• WHAT THE TASK REQUIRES: Please print, word for word, the stretch of the change data capture page from "id - Integer, unique" through "UPDATE, or DELETE)".

• PAGE TEXT:
* * * *

What is change data capture (CDC)?

Change data capture (CDC) is a data integration pattern that captures changes made to data in a source system, such as inserts, updates, and deletes. These changes, represented as a list, are commonly referred to as a CDC feed. You can process your data much faster if you operate on a CDC feed, instead of reading the entire source dataset. Transactional databases such as SQL Server, MySQL, and Oracle generate CDC feeds. Delta tables generate their own CDC feed, known as a change data feed (CDF).

The following diagram shows that when a row in a source table that contains employee data is updated, it generates a new set of rows in a CDC feed that contains only the changes. Each row of the CDC feed typically contains additional metadata, including the operation such as UPDATE and a column that can be used to deterministically order each row in the CDC feed so that you can handle out-of-order updates. For example, the sequenceNum column in the following diagram determines the row order in the CDC feed:

Change data capture overview.

Processing a change data feed: Keep only the latest data vs. keep historical versions of data

The processing of a changed data feed is known as slowly changing dimensions (SCD). When you process a CDC feed, you have a choice to make:

Do you keep only the latest data (that is, overwrite existing data)? This is known as SCD Type 1.
Or, do you keep a history of changes to the data? This is known as SCD Type 2.

SCD Type 1 processing involves overwriting old data with new data whenever a change occurs. This means that no history of the changes is kept. Only the latest version of the data is available. It's a straightforward approach and is often used when the history of changes isn't important, such as correcting errors or updating non-critical fields like customer email addresses.

Change data capture SCD Type 1 overview.

SCD Type 2 processing maintains a historical record of data changes by creating additional records to capture different versions of the data over time. Each version of the data is timestamped or tagged with metadata that allows users to trace when a change occurred. This is useful when it's important to track the evolution of data, such as tracking customer address changes over time for analysis purposes.

Change data capture SCD Type 2 overview.

Examples of SCD Type 1 and Type 2 processing with DLT

The examples in this section show you how to use SCD Type 1 and Type 2.

Step 1: Prepare sample data

In this example, you'll generate a sample CDC feed. First, create a notebook and paste the following code into it. Update the variables at the beginning of the code block to a catalog and schema where you have permission to create tables and views.

This code creates a new Delta table that contains several change records. The schema is as follows:

id - Integer, unique identifier of this employee
name - String, name of employee
age - Integer, age of employee
operation - Change type(for example, INSERT, UPDATE, or DELETE)
sequenceNum - Integer, identifies the logical order of CDC events in the source data. DLT uses this sequencing to handle change events that arrive out of order.

Python
# update these to the catalog and schema where you have permissions
# to create tables and views.

catalog = "mycatalog"

* * * *

• EXTRACTED RECORDS:
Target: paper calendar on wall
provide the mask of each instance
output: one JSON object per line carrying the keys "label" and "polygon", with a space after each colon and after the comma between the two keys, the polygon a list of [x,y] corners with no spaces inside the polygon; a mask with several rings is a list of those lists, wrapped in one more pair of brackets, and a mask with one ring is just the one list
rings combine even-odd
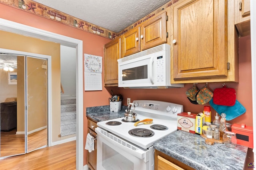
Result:
{"label": "paper calendar on wall", "polygon": [[102,90],[102,57],[84,54],[84,90]]}

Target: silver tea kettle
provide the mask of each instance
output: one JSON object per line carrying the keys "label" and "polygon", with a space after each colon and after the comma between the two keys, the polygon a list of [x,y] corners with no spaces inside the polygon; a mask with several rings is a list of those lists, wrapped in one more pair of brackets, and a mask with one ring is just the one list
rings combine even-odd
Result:
{"label": "silver tea kettle", "polygon": [[[131,108],[133,106],[133,109],[132,110]],[[135,106],[134,104],[130,103],[128,106],[128,109],[125,110],[125,113],[124,113],[124,121],[138,121],[137,119],[137,113],[134,112],[135,108]]]}

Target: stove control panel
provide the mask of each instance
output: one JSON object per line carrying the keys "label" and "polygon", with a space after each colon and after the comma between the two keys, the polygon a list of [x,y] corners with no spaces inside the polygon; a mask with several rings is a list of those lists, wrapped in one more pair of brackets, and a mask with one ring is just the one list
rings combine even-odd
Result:
{"label": "stove control panel", "polygon": [[158,110],[159,105],[157,104],[154,104],[152,103],[144,103],[143,108],[146,109],[152,109],[153,110]]}
{"label": "stove control panel", "polygon": [[141,111],[177,118],[177,114],[183,111],[183,106],[178,104],[155,100],[134,100],[135,111]]}

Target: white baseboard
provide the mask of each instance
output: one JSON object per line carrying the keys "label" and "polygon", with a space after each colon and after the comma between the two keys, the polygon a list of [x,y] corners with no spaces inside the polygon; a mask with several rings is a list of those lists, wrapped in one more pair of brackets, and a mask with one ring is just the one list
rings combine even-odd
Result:
{"label": "white baseboard", "polygon": [[84,166],[84,170],[88,170],[88,166],[87,165],[85,165]]}
{"label": "white baseboard", "polygon": [[[47,128],[47,126],[43,126],[42,127],[39,127],[39,128],[33,130],[33,131],[30,131],[28,132],[28,135],[31,134],[31,133],[33,133],[34,132],[37,132],[39,131],[41,131],[41,130]],[[25,132],[24,131],[17,131],[16,132],[16,135],[24,135],[25,134]]]}
{"label": "white baseboard", "polygon": [[62,144],[66,142],[71,142],[71,141],[75,141],[76,140],[76,137],[71,137],[70,138],[62,140],[61,141],[57,141],[52,143],[51,146],[57,145]]}

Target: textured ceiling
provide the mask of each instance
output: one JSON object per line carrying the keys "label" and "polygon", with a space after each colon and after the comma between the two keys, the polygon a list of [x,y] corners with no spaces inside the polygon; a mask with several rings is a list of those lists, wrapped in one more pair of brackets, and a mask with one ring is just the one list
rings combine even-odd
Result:
{"label": "textured ceiling", "polygon": [[116,33],[170,0],[33,0]]}

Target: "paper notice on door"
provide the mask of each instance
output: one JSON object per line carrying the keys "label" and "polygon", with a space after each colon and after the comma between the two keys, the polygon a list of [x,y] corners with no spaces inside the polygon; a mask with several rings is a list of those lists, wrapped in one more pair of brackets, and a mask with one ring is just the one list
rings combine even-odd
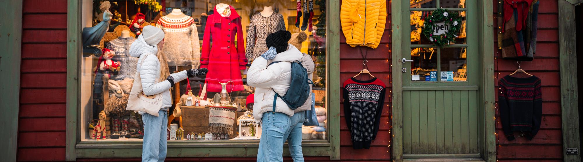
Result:
{"label": "paper notice on door", "polygon": [[411,80],[419,80],[419,75],[411,75]]}

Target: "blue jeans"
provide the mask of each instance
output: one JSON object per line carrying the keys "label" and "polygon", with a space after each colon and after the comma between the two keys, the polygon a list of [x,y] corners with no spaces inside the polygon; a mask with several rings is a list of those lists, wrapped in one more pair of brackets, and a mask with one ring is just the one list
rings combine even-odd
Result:
{"label": "blue jeans", "polygon": [[290,119],[292,122],[290,130],[286,134],[290,156],[294,162],[304,161],[304,154],[301,151],[301,127],[305,120],[305,111],[294,114]]}
{"label": "blue jeans", "polygon": [[158,111],[159,117],[144,113],[144,140],[142,147],[142,161],[164,161],[166,159],[166,131],[168,111]]}
{"label": "blue jeans", "polygon": [[258,162],[283,161],[283,143],[287,138],[286,135],[290,129],[290,119],[289,115],[281,112],[269,111],[263,114],[261,140],[257,151]]}

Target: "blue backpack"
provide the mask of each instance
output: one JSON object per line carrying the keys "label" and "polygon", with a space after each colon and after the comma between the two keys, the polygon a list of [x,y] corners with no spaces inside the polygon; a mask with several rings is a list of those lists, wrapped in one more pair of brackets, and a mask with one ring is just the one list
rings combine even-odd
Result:
{"label": "blue backpack", "polygon": [[[268,66],[279,62],[281,61],[271,62]],[[278,97],[281,98],[292,110],[301,107],[308,100],[311,93],[310,91],[310,84],[314,84],[314,82],[308,78],[308,71],[301,65],[301,62],[297,61],[292,62],[292,82],[285,96],[281,96],[273,89],[271,89],[275,93],[273,96],[273,111],[275,112],[275,103],[278,101]]]}

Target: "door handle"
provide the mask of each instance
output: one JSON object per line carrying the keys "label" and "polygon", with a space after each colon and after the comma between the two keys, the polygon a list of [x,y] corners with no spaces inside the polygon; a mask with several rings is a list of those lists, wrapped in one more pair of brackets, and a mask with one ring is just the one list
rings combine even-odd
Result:
{"label": "door handle", "polygon": [[401,59],[401,62],[405,63],[406,62],[413,62],[413,59],[407,59],[406,58]]}

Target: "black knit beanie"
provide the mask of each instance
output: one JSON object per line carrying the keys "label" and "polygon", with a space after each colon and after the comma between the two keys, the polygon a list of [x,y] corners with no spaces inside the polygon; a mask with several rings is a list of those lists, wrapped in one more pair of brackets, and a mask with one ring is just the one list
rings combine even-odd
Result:
{"label": "black knit beanie", "polygon": [[287,30],[279,30],[271,33],[265,38],[267,47],[273,47],[278,54],[287,50],[287,41],[292,38],[292,33]]}

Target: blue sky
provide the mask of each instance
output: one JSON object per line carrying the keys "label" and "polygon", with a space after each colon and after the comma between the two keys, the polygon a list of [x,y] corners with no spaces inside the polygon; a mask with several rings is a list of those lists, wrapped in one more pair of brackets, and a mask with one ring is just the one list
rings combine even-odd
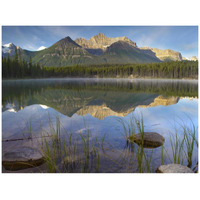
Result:
{"label": "blue sky", "polygon": [[89,39],[98,33],[127,36],[139,47],[172,49],[185,57],[198,57],[197,26],[2,26],[2,44],[12,42],[34,51],[40,46],[50,47],[66,36]]}

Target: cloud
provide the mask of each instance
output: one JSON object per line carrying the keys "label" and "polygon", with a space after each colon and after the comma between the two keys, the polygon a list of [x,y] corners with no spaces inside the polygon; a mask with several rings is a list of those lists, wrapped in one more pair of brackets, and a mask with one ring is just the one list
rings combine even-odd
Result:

* * * *

• RESPONSE TO THE TASK:
id - Integer, unique identifier of this employee
name - String, name of employee
age - Integer, age of employee
operation - Change type(for example, INSERT, UPDATE, or DELETE)